Instructions to follow: Pull every line with "segment" from the entries below.

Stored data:
:::::
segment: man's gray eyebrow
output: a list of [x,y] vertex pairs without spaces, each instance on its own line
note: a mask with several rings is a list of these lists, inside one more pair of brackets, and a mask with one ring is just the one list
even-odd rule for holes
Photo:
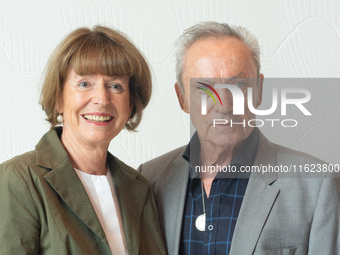
[[237,78],[247,78],[247,75],[244,72],[240,72],[236,74],[235,76],[228,78],[228,79],[237,79]]
[[[211,83],[214,83],[214,84],[217,84],[215,81],[216,80],[226,80],[227,83],[228,82],[231,82],[231,81],[234,81],[238,78],[247,78],[247,75],[244,73],[244,72],[240,72],[236,75],[234,75],[233,77],[222,77],[222,78],[207,78],[207,77],[204,77],[204,78],[195,78],[196,82],[192,85],[197,85],[198,84],[198,81],[199,82],[203,82],[203,83],[207,83],[209,85],[212,85]],[[220,81],[218,83],[221,83]],[[225,82],[224,82],[225,83]]]
[[202,80],[200,80],[201,82],[204,82],[204,83],[210,83],[214,80],[216,80],[218,78],[203,78]]

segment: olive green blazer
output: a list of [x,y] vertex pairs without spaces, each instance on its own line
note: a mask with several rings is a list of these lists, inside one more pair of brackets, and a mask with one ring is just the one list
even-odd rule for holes
[[[35,151],[0,165],[0,254],[111,254],[61,132],[47,132]],[[166,254],[148,182],[110,153],[107,164],[129,255]]]

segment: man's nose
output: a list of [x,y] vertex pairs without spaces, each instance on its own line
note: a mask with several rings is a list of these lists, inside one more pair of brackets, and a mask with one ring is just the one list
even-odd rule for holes
[[218,95],[220,96],[220,100],[216,100],[216,110],[220,113],[226,114],[226,113],[232,113],[233,111],[233,95],[230,92],[229,89],[221,88],[216,89]]

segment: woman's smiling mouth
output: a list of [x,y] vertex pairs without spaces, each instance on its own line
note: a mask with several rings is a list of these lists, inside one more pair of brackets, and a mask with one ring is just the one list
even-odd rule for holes
[[89,114],[85,114],[83,116],[88,121],[99,122],[99,123],[109,122],[113,118],[112,116],[99,116],[99,115],[89,115]]

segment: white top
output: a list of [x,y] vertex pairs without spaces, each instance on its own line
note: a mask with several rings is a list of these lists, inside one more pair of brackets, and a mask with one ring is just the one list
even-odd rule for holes
[[123,223],[109,169],[106,175],[91,175],[75,169],[102,225],[113,255],[126,255]]

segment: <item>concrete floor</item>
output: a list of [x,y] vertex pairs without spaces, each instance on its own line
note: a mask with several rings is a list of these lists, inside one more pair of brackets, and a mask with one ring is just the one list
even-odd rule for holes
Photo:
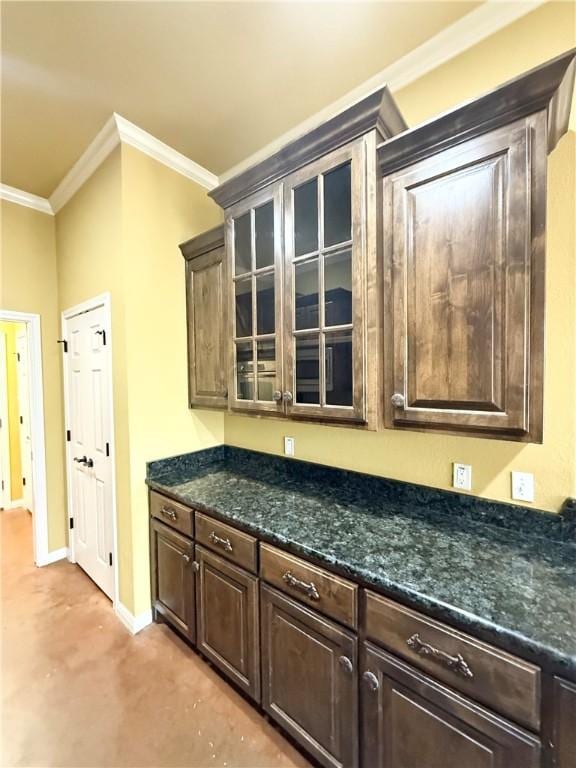
[[2,765],[305,768],[167,627],[133,637],[66,561],[32,564],[31,517],[2,517]]

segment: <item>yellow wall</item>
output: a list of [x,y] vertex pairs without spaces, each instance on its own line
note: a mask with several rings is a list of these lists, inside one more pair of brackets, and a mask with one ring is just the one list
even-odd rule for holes
[[62,370],[54,217],[2,201],[2,309],[40,315],[48,549],[66,546]]
[[[8,400],[8,438],[10,445],[10,498],[22,498],[22,457],[20,454],[20,406],[18,403],[18,366],[16,364],[16,335],[24,323],[0,322],[0,332],[6,335],[6,398]],[[4,396],[4,393],[2,393]]]
[[110,291],[120,600],[149,607],[146,461],[223,442],[190,411],[178,243],[221,218],[205,190],[122,145],[56,216],[60,306]]
[[[410,125],[576,45],[575,6],[544,5],[396,94]],[[576,496],[576,135],[549,158],[544,444],[385,430],[358,430],[226,416],[226,442],[423,485],[450,488],[451,462],[473,467],[473,492],[510,498],[510,471],[535,476],[534,506],[557,511]]]

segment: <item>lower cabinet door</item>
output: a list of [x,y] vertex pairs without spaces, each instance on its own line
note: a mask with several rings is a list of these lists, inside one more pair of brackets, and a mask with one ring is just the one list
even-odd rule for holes
[[384,651],[362,650],[364,768],[537,768],[539,740]]
[[258,579],[203,547],[196,562],[198,648],[259,702]]
[[262,706],[322,765],[353,768],[356,637],[265,585],[261,611]]
[[150,550],[154,611],[194,642],[194,544],[152,518]]

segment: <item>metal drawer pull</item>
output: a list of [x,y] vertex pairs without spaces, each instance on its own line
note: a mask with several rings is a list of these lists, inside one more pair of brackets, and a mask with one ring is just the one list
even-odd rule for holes
[[286,573],[282,576],[282,580],[288,584],[289,587],[294,587],[294,589],[298,589],[300,592],[304,592],[305,595],[307,595],[310,600],[320,600],[320,592],[316,589],[316,584],[314,584],[313,581],[308,583],[307,581],[301,581],[300,579],[297,579],[296,576],[292,573],[292,571],[286,571]]
[[186,563],[186,565],[188,565],[188,563],[190,562],[190,560],[192,560],[192,558],[190,557],[190,555],[187,555],[187,554],[183,554],[183,555],[182,555],[182,560],[184,560],[184,562]]
[[406,640],[406,645],[412,648],[419,656],[429,656],[431,659],[435,659],[442,664],[443,667],[446,667],[446,669],[451,669],[452,672],[456,672],[457,675],[465,677],[467,680],[472,680],[474,677],[474,673],[461,654],[450,656],[450,654],[441,651],[439,648],[434,648],[433,645],[422,642],[418,633],[409,637]]
[[160,508],[160,513],[164,517],[167,517],[168,520],[173,520],[174,522],[176,522],[176,520],[178,520],[178,515],[176,514],[176,510],[172,509],[172,507],[161,507]]
[[364,672],[362,680],[364,680],[371,691],[377,691],[380,688],[380,682],[374,672]]
[[208,538],[212,544],[216,544],[216,546],[222,547],[222,549],[225,549],[226,552],[232,552],[232,542],[230,539],[223,539],[221,536],[218,536],[215,531],[212,531]]
[[338,661],[340,663],[340,666],[344,670],[344,672],[348,672],[348,674],[350,674],[351,672],[354,671],[354,665],[352,664],[348,656],[339,656]]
:::::
Answer space:
segment: man's gray eyebrow
segment: olive green blazer
segment: man's nose
segment: woman's smiling mouth
segment: white top
segment: <item>concrete floor</item>
segment: <item>yellow wall</item>
segment: <item>lower cabinet door</item>
segment: <item>metal drawer pull</item>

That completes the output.